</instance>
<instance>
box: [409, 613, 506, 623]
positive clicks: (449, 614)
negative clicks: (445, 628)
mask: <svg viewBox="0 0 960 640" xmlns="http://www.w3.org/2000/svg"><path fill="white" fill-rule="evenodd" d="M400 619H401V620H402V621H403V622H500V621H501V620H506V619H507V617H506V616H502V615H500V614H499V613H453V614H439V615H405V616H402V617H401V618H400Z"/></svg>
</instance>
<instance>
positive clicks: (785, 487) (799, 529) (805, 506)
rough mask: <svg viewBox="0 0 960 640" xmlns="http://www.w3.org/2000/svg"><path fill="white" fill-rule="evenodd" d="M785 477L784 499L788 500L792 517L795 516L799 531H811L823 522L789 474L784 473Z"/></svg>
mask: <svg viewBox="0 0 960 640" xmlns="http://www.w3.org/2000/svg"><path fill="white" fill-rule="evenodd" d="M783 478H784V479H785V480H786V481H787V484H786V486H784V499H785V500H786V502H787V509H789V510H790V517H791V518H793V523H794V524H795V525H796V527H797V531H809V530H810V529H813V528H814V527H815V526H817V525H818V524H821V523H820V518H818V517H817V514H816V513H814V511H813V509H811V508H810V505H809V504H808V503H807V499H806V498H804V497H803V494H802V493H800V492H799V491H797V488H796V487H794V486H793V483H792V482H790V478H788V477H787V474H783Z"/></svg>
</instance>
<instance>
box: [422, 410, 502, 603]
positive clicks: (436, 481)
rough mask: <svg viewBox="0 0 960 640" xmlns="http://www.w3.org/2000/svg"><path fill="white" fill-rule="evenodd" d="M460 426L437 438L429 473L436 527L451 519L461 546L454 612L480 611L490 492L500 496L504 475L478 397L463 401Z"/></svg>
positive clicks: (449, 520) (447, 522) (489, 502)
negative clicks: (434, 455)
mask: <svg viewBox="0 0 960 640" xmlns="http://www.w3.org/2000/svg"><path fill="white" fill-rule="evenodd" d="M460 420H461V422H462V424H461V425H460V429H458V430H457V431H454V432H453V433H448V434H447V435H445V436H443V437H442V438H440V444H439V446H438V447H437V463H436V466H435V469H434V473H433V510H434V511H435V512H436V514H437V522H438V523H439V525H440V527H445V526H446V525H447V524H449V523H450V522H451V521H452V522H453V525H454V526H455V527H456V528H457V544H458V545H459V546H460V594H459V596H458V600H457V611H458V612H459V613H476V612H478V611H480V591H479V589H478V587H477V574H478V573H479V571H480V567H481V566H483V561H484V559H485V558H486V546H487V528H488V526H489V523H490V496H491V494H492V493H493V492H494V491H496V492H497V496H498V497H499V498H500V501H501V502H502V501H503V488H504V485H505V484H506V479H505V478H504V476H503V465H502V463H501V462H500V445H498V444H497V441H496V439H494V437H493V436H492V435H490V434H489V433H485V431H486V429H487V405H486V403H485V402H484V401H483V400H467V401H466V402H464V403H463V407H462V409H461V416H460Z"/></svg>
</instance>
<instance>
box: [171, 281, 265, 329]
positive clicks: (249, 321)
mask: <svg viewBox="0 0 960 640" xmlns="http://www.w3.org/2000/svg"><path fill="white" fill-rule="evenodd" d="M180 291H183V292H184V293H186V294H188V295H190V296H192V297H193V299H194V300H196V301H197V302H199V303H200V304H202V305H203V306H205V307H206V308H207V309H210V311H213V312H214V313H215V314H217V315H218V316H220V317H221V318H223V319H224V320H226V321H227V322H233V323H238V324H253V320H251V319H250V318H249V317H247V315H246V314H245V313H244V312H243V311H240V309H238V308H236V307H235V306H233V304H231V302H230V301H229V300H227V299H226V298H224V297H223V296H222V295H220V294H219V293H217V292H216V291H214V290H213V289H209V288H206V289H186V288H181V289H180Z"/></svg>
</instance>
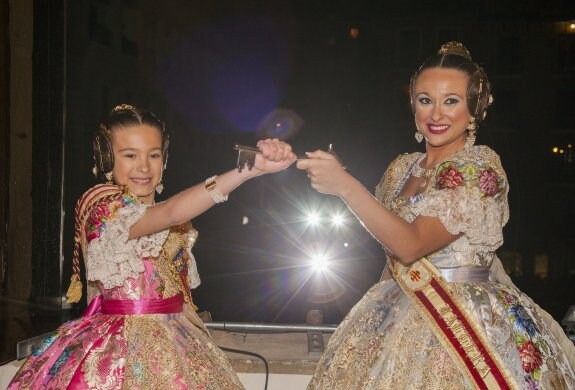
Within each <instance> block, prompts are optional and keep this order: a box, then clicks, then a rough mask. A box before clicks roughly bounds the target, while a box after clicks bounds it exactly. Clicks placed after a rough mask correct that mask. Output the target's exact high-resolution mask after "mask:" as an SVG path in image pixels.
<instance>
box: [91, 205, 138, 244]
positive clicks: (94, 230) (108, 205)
mask: <svg viewBox="0 0 575 390" xmlns="http://www.w3.org/2000/svg"><path fill="white" fill-rule="evenodd" d="M120 200H121V201H120V202H117V201H115V202H109V203H105V202H101V203H98V204H96V205H95V206H94V207H93V209H92V211H91V212H90V214H91V215H90V218H89V219H88V223H86V239H87V241H88V242H91V241H92V240H93V239H95V238H99V237H100V235H101V234H102V229H104V225H106V222H108V221H109V220H110V219H113V218H114V217H115V214H116V211H117V210H118V209H119V208H121V207H123V206H125V205H129V204H132V203H134V201H133V199H132V198H130V197H129V196H127V195H125V196H122V198H121V199H120Z"/></svg>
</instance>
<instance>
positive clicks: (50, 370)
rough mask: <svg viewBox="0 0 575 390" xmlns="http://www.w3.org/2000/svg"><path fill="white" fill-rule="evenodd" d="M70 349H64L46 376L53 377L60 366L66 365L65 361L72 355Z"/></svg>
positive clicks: (70, 350) (71, 351)
mask: <svg viewBox="0 0 575 390" xmlns="http://www.w3.org/2000/svg"><path fill="white" fill-rule="evenodd" d="M71 349H72V348H66V349H64V350H63V351H62V353H61V354H60V356H59V357H58V359H57V360H56V362H55V363H54V365H53V366H52V367H51V368H50V371H48V374H50V375H55V374H56V373H57V372H58V370H59V369H60V367H62V365H63V364H64V363H66V361H67V360H68V358H69V357H70V355H71V354H72V351H71Z"/></svg>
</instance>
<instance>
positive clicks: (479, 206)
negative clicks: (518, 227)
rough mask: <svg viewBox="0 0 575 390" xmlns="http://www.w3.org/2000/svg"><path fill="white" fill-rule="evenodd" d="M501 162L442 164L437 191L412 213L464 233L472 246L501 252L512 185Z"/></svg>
mask: <svg viewBox="0 0 575 390" xmlns="http://www.w3.org/2000/svg"><path fill="white" fill-rule="evenodd" d="M498 161H499V160H498V159H496V160H493V161H481V160H471V161H470V160H467V161H447V162H444V163H442V164H441V165H440V166H439V167H438V168H437V171H436V176H435V178H436V181H435V185H434V187H433V189H431V190H430V191H429V192H428V193H427V194H426V196H425V197H424V198H423V199H421V200H420V201H419V202H417V203H416V204H415V205H414V206H413V208H412V210H411V211H412V212H413V213H414V214H415V215H416V216H420V215H421V216H430V217H437V218H439V219H440V220H441V222H442V223H443V225H444V226H445V228H446V229H447V231H449V232H450V233H451V234H454V235H457V234H460V233H463V235H464V237H465V240H463V241H465V242H466V243H467V245H468V246H470V247H481V248H482V249H484V250H490V251H492V250H495V249H497V248H498V247H499V246H501V244H502V243H503V226H504V225H505V224H506V223H507V220H508V219H509V206H508V204H507V192H508V184H507V179H506V177H505V173H504V171H503V169H502V168H501V166H500V165H499V164H498Z"/></svg>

******************************

▶ Problem requirements: Each entry is to be transcribed verbatim, and any picture in it is to be skipped.

▶ Exercise result:
</instance>
<instance>
box: [409, 613, 506, 623]
positive clicks: (449, 614)
negative clicks: (445, 628)
mask: <svg viewBox="0 0 960 640" xmlns="http://www.w3.org/2000/svg"><path fill="white" fill-rule="evenodd" d="M400 619H401V620H402V621H403V622H500V621H501V620H506V619H507V617H506V616H502V615H500V614H499V613H453V614H439V615H405V616H402V617H401V618H400Z"/></svg>
</instance>
<instance>
positive clicks: (785, 487) (799, 529) (805, 506)
rough mask: <svg viewBox="0 0 960 640" xmlns="http://www.w3.org/2000/svg"><path fill="white" fill-rule="evenodd" d="M785 477L784 499L788 500L792 517L795 516L799 531H811L823 522L789 474L784 473Z"/></svg>
mask: <svg viewBox="0 0 960 640" xmlns="http://www.w3.org/2000/svg"><path fill="white" fill-rule="evenodd" d="M783 478H784V479H785V480H786V481H787V484H786V486H784V499H785V500H786V502H787V509H789V510H790V517H791V518H793V523H794V524H795V525H796V527H797V531H809V530H810V529H813V528H814V527H815V526H817V525H818V524H821V523H820V518H818V517H817V514H816V513H814V511H813V509H811V508H810V505H809V504H808V503H807V499H806V498H804V497H803V494H802V493H800V492H799V491H797V488H796V487H794V486H793V483H792V482H790V478H788V477H787V474H783Z"/></svg>
</instance>
<instance>
box: [422, 410, 502, 603]
positive clicks: (436, 481)
rough mask: <svg viewBox="0 0 960 640" xmlns="http://www.w3.org/2000/svg"><path fill="white" fill-rule="evenodd" d="M460 426L437 438L429 473L436 527L451 519L461 546L454 612L480 611L490 492L500 496L504 475L478 397L463 401Z"/></svg>
positive clicks: (449, 520) (447, 522) (489, 502)
negative clicks: (434, 455)
mask: <svg viewBox="0 0 960 640" xmlns="http://www.w3.org/2000/svg"><path fill="white" fill-rule="evenodd" d="M460 420H461V422H462V424H461V425H460V429H458V430H457V431H454V432H453V433H448V434H447V435H445V436H443V437H442V438H440V444H439V446H438V447H437V463H436V466H435V469H434V473H433V510H434V511H435V512H436V514H437V522H438V523H439V525H440V527H445V526H446V525H447V524H449V523H450V522H451V521H452V522H453V525H454V526H455V527H456V528H457V544H458V545H459V546H460V594H459V596H458V600H457V611H458V612H459V613H476V612H478V611H480V591H479V589H478V587H477V574H478V573H479V571H480V567H481V566H483V561H484V559H485V558H486V546H487V528H488V526H489V523H490V496H491V494H492V493H493V492H494V491H496V492H497V496H498V497H499V498H500V501H501V502H502V501H503V488H504V485H505V484H506V479H505V478H504V476H503V465H502V463H501V462H500V445H498V444H497V441H496V439H494V437H493V436H492V435H490V434H489V433H485V431H486V429H487V405H486V403H485V402H484V401H483V400H467V401H466V402H464V403H463V407H462V409H461V416H460Z"/></svg>
</instance>
<instance>
box: [171, 281, 265, 329]
positive clicks: (249, 321)
mask: <svg viewBox="0 0 960 640" xmlns="http://www.w3.org/2000/svg"><path fill="white" fill-rule="evenodd" d="M180 291H183V292H184V293H186V294H188V295H190V296H192V297H193V299H194V300H196V301H197V302H199V303H200V304H202V305H203V306H205V307H206V308H207V309H210V311H213V312H214V313H215V314H217V315H218V316H220V317H221V318H223V319H224V320H226V321H227V322H233V323H238V324H253V320H251V319H250V318H249V317H247V315H246V314H245V313H244V312H243V311H240V309H238V308H236V307H235V306H233V304H231V302H230V301H229V300H227V299H226V298H224V297H223V296H222V295H220V294H219V293H217V292H216V291H214V290H213V289H209V288H206V289H186V288H181V289H180Z"/></svg>
</instance>
Within each <instance> block, prompts are optional and keep this order: a box, then clicks, then a rough mask. A box before clicks roughly bounds the target, while a box after clicks bounds it exactly. Clicks placed after a rough mask correct that mask. Output the target's exact high-resolution mask after "mask:" as an SVG path in image pixels.
<instance>
box: [91, 205, 138, 244]
positive clicks: (94, 230) (108, 205)
mask: <svg viewBox="0 0 575 390" xmlns="http://www.w3.org/2000/svg"><path fill="white" fill-rule="evenodd" d="M120 200H121V201H120V202H117V201H115V202H109V203H105V202H101V203H98V204H96V205H95V206H94V207H93V209H92V211H91V212H90V214H91V215H90V218H89V219H88V223H86V239H87V241H88V242H91V241H92V240H93V239H95V238H99V237H100V235H101V234H102V229H104V225H106V222H108V221H109V220H110V219H113V218H114V217H115V214H116V211H117V210H118V209H119V208H121V207H123V206H125V205H129V204H132V203H134V201H133V199H132V198H130V197H129V196H127V195H125V196H122V198H121V199H120Z"/></svg>
</instance>
<instance>
positive clicks: (50, 370)
rough mask: <svg viewBox="0 0 575 390" xmlns="http://www.w3.org/2000/svg"><path fill="white" fill-rule="evenodd" d="M70 349H64L46 376L53 377L60 366L66 365L65 361L72 355Z"/></svg>
positive clicks: (70, 350) (71, 351)
mask: <svg viewBox="0 0 575 390" xmlns="http://www.w3.org/2000/svg"><path fill="white" fill-rule="evenodd" d="M71 349H72V348H66V349H64V350H63V351H62V353H61V354H60V356H59V357H58V359H57V360H56V362H55V363H54V365H53V366H52V367H51V368H50V371H48V374H50V375H55V374H56V373H57V372H58V370H59V369H60V367H62V365H63V364H64V363H66V361H67V360H68V358H69V357H70V355H71V354H72V351H71Z"/></svg>
</instance>
<instance>
positive clicks: (479, 206)
negative clicks: (518, 227)
rough mask: <svg viewBox="0 0 575 390" xmlns="http://www.w3.org/2000/svg"><path fill="white" fill-rule="evenodd" d="M501 162L442 164L437 191L412 213L464 233L472 246L501 252L512 185Z"/></svg>
mask: <svg viewBox="0 0 575 390" xmlns="http://www.w3.org/2000/svg"><path fill="white" fill-rule="evenodd" d="M498 161H499V160H498V159H496V160H493V161H481V160H471V161H470V160H467V161H447V162H444V163H442V164H441V165H440V166H439V167H438V168H437V171H436V176H435V178H436V181H435V185H434V187H433V189H431V190H430V191H429V192H428V193H427V194H426V196H425V197H424V198H423V199H421V200H420V201H419V202H417V203H416V204H415V205H414V206H413V208H412V210H411V211H412V212H413V213H414V214H415V215H416V216H420V215H421V216H430V217H437V218H439V219H440V220H441V222H442V223H443V225H444V226H445V228H446V229H447V231H449V232H450V233H451V234H454V235H457V234H460V233H463V235H464V237H465V240H463V241H465V242H466V243H467V245H468V246H470V247H481V248H482V249H484V250H490V251H492V250H495V249H497V248H498V247H499V246H501V244H502V243H503V226H504V225H505V224H506V223H507V220H508V219H509V206H508V204H507V192H508V184H507V179H506V177H505V173H504V171H503V169H502V168H501V166H500V165H499V164H498Z"/></svg>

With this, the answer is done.